Should'nt strscpy() do the job?
Bagas Sanjaya Sept. 2, 2022, 4:21 a.m. UTC | #3
On Thu, Sep 01, 2022 at 12:09:52PM -0700, Kees Cook wrote:
> + * Do not use this function. While FORTIFY_SOURCE tries to avoid
> + * over-reads of @q, it cannot defend against writing unterminated
> + * results to @p. Using strncpy() remains ambiguous and fragile.
> + * Instead, please choose an alternative, so that the expectation
> + * of @p's contents is unambiguous:
> + *
> + * @p needs to be:     | padded to @size | not padded
> + * --------------------+-----------------+------------+
> + *      NUL-terminated | strscpy_pad()   | strscpy()  |
> + * --------------------+-----------------+------------+
> + *  not NUL-terminated | strtomem_pad()  | strtomem() |
> + * --------------------+-----------------+------------+
> + *

My htmldocs build doesn't catch any new warnings, but I think the table
above can be fixed up:

---- >8 ----

diff --git a/include/linux/fortify-string.h b/include/linux/fortify-string.h
index eed2119b23c523..3413a8e561fc62 100644
--- a/include/linux/fortify-string.h
+++ b/include/linux/fortify-string.h
@@ -95,12 +95,13 @@ extern char *__underlying_strncpy(char *p, const char *q, __kernel_size_t size)
  * Instead, please choose an alternative, so that the expectation
  * of @p's contents is unambiguous:
  *
- * @p needs to be:     | padded to @size | not padded
- * --------------------+-----------------+------------+
- *      NUL-terminated | strscpy_pad()   | strscpy()  |
- * --------------------+-----------------+------------+
- *  not NUL-terminated | strtomem_pad()  | strtomem() |
- * --------------------+-----------------+------------+
+ * +--------------------+-----------------+------------+
+ * |@p needs to be:     | padded to @size | not padded |
+ * +====================+=================+============+
+ * |     NUL-terminated | strscpy_pad()   | strscpy()  |
+ * +--------------------+-----------------+------------+
+ * | not NUL-terminated | strtomem_pad()  | strtomem() |
+ * +--------------------+-----------------+------------+
  *
  * Note strscpy*()'s differing return values for detecting truncation,
  * and strtomem*()'s expectation that the destination is marked with

> + * Note strscpy*()'s differing return values for detecting truncation,
> + * and strtomem*()'s expectation that the destination is marked with
> + * __nonstring when it is a character array.

DATASET EXTRACT:
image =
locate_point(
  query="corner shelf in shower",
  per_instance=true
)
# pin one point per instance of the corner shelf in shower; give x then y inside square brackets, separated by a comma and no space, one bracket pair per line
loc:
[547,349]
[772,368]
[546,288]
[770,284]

INSTRUCTION: Reproduce the strncpy patch discussion word for word from "My htmldocs build" to "char *q, __kernel_size_t size)". The records have nothing to do with this.

ANSWER TO THE EXERCISE:
My htmldocs build doesn't catch any new warnings, but I think the table
above can be fixed up:

---- >8 ----

diff --git a/include/linux/fortify-string.h b/include/linux/fortify-string.h
index eed2119b23c523..3413a8e561fc62 100644
--- a/include/linux/fortify-string.h
+++ b/include/linux/fortify-string.h
@@ -95,12 +95,13 @@ extern char *__underlying_strncpy(char *p, const char *q, __kernel_size_t size)